◆ Exercise aim
Write out every line of the rows below as a JSON list of strings, one string per line, with blank lines dropped. Leave the pictures out.

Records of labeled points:
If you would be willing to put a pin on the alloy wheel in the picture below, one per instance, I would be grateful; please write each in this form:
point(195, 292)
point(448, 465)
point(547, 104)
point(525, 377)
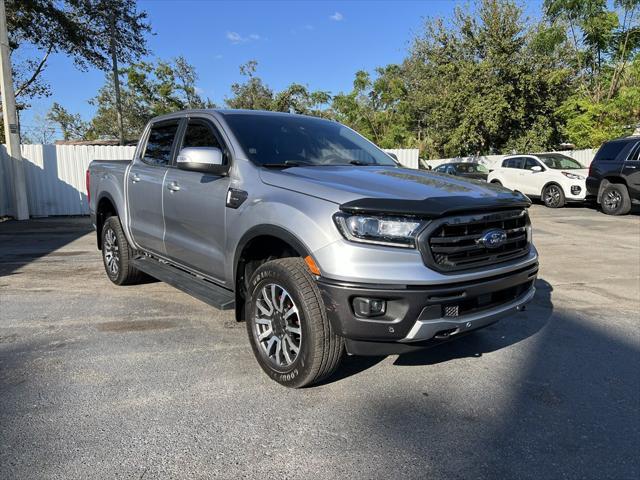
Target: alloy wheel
point(277, 325)
point(612, 200)
point(111, 252)
point(552, 196)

◆ Result
[
  "If you would be willing to put a pin on the alloy wheel in the picture below, one per instance, I would be grateful; please write each in this form:",
  "point(195, 292)",
  "point(448, 465)",
  "point(547, 104)",
  "point(525, 377)",
  "Target: alloy wheel",
  "point(277, 325)",
  "point(612, 200)",
  "point(111, 252)",
  "point(552, 196)"
]